**WHAT IS REQUIRED:** Work out how many lines in the data hold the string "below". Reply with only that number.

**RECORDS TO USE:**

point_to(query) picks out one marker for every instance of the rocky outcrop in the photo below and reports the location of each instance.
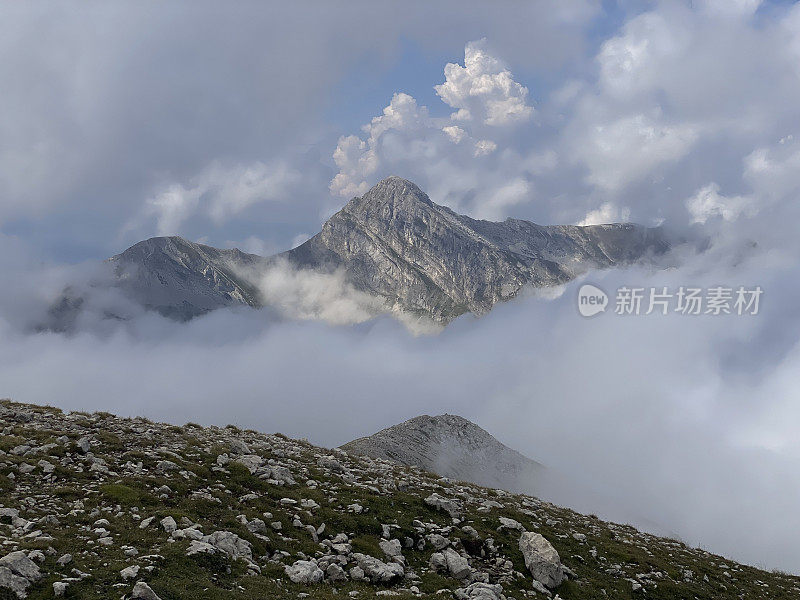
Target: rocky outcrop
(423, 258)
(541, 559)
(393, 244)
(454, 447)
(182, 280)
(348, 525)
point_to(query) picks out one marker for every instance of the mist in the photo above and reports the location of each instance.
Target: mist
(683, 425)
(250, 135)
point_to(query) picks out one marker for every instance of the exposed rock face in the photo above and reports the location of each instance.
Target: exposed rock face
(183, 280)
(394, 245)
(541, 559)
(351, 524)
(452, 447)
(424, 258)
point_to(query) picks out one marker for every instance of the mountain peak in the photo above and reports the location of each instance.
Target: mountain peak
(451, 446)
(400, 195)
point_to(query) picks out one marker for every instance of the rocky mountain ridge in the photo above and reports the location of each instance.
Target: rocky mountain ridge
(393, 244)
(453, 447)
(95, 506)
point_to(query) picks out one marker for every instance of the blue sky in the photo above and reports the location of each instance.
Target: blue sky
(98, 124)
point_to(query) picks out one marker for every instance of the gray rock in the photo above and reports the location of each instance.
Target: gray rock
(453, 447)
(231, 544)
(197, 547)
(457, 565)
(378, 571)
(169, 524)
(335, 573)
(541, 559)
(450, 505)
(83, 444)
(14, 582)
(142, 591)
(304, 571)
(393, 244)
(19, 564)
(392, 549)
(480, 591)
(129, 572)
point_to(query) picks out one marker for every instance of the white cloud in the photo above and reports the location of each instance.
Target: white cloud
(468, 166)
(483, 89)
(708, 203)
(456, 133)
(311, 295)
(628, 149)
(608, 212)
(484, 147)
(359, 159)
(219, 193)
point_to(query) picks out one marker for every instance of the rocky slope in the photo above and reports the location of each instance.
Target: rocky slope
(182, 280)
(93, 506)
(453, 447)
(394, 244)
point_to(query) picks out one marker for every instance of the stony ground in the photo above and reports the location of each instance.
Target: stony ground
(95, 506)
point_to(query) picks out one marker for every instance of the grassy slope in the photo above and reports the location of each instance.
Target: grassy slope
(607, 562)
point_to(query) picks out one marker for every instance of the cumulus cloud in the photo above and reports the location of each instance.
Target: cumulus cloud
(463, 161)
(311, 295)
(708, 202)
(606, 213)
(219, 192)
(624, 151)
(483, 89)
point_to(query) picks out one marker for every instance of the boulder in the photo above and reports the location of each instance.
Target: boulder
(480, 591)
(19, 564)
(304, 571)
(231, 544)
(456, 564)
(541, 559)
(451, 506)
(142, 591)
(378, 571)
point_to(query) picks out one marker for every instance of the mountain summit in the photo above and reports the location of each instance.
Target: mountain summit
(453, 447)
(392, 244)
(420, 257)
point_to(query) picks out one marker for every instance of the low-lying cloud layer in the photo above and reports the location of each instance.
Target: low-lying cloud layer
(680, 423)
(682, 113)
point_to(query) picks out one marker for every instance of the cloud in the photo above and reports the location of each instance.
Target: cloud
(219, 193)
(463, 161)
(483, 89)
(310, 295)
(708, 202)
(626, 150)
(607, 213)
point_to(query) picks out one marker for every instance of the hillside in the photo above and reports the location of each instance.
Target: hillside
(94, 506)
(393, 244)
(451, 446)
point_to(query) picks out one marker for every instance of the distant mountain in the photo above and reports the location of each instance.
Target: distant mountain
(453, 447)
(393, 244)
(421, 257)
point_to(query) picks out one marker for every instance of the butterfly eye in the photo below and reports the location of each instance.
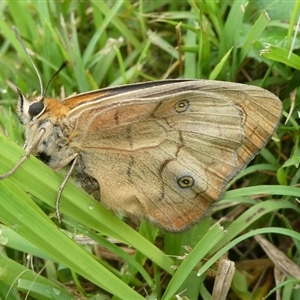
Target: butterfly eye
(36, 108)
(182, 105)
(186, 181)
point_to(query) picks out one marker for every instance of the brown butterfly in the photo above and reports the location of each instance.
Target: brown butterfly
(163, 150)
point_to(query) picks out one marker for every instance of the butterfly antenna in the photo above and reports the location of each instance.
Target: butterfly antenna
(31, 61)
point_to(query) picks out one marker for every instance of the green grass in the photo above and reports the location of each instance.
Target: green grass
(116, 42)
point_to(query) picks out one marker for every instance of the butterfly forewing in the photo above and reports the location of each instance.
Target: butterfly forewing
(166, 151)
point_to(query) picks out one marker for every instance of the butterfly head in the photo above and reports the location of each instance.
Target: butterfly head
(29, 109)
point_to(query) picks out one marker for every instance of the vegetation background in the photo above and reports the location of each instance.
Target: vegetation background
(108, 43)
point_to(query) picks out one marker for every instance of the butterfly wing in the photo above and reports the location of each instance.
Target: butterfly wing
(166, 153)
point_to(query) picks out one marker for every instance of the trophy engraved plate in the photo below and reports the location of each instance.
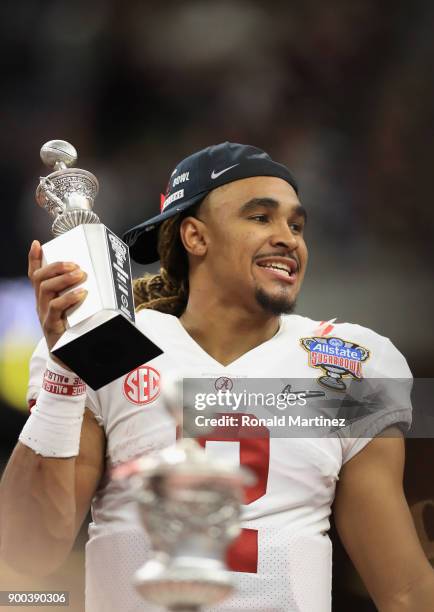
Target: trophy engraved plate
(101, 342)
(121, 271)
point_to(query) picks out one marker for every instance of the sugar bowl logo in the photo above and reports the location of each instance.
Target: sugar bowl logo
(337, 359)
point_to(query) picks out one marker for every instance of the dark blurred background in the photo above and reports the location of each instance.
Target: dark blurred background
(341, 91)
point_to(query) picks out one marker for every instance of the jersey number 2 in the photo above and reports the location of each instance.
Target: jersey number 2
(242, 555)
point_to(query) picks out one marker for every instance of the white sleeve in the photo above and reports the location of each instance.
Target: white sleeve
(38, 363)
(385, 398)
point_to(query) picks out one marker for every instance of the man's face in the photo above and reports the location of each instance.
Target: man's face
(255, 248)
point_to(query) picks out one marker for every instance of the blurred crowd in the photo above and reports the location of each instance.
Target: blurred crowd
(340, 91)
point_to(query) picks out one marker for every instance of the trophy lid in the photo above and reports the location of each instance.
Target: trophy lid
(58, 154)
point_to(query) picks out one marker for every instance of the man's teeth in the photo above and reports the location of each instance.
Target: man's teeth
(277, 267)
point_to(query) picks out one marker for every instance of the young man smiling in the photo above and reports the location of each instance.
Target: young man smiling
(231, 242)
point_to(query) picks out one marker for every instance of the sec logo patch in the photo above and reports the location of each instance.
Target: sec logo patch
(142, 385)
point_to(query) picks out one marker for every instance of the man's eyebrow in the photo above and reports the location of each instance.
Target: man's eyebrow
(271, 203)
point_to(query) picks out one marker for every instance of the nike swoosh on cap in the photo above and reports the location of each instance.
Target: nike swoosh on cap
(215, 174)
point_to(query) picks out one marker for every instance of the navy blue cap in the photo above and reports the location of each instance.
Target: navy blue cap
(192, 179)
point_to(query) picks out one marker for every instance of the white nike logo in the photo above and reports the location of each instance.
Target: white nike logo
(215, 174)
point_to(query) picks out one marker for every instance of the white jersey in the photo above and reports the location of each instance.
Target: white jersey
(284, 556)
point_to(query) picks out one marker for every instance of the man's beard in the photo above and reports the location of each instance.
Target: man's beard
(274, 305)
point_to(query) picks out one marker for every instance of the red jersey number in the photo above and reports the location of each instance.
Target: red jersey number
(242, 555)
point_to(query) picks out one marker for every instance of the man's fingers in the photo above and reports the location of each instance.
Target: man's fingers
(49, 289)
(50, 271)
(35, 258)
(54, 323)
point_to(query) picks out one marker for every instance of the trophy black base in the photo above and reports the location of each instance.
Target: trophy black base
(104, 347)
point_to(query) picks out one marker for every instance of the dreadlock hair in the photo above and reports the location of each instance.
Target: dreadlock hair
(168, 290)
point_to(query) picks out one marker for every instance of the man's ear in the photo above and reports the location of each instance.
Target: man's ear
(194, 236)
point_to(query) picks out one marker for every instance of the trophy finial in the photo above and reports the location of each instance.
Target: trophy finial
(67, 193)
(58, 154)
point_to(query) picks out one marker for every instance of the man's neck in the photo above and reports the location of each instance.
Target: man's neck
(229, 333)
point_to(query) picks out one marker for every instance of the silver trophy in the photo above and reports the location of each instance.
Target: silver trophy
(190, 508)
(101, 342)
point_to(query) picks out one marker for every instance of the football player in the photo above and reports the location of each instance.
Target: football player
(231, 240)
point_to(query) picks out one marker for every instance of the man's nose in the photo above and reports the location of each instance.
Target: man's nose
(283, 236)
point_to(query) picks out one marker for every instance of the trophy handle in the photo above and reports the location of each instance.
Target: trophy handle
(53, 204)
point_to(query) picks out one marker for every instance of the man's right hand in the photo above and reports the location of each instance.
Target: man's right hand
(48, 282)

**YOUR SOLUTION:** 3